**** Фрагмент для чтения

Деррида написал статью «Голос и феномен», а надо
бы — голос и нумен. Еще из Деррида,
руссоистское: норма демократии — общность, в
которой на агоре можно услышать голос любого из собравшихся, —
именно услышать, а не подсчитать; в которой голос каждого из толпы физически
доходчив. Радио в этом смысле не «демократично»: оно связывает на отдалении.
Если угодно — способно заменить демократию. Говорю, понятно, не о том
случае, когда радио наполняет эфир тоталитарной пропагандой.
Следует
говорить о замене временных интересов чем-то трансцедентным.
Создается даже иллюзия замены временного вечным, по крайней мере
здешнего — потусторонним. Сравним телефон. В сновидениях разговор по
телефону символизирует смерть. Поэтому если ваша жена часто звонит вам на
службу, лучше с ней развестись: она бессознательно желает вашего исчезновения.

********
**** Выдержки из записей

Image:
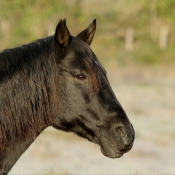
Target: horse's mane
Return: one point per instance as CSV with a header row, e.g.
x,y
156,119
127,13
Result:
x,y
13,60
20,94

********

Что, согласно фрагменту для чтения, символизирует в сновидениях разговор по телефону?

Полный ответ:
В сновидениях разговор по телефону символизирует смерть.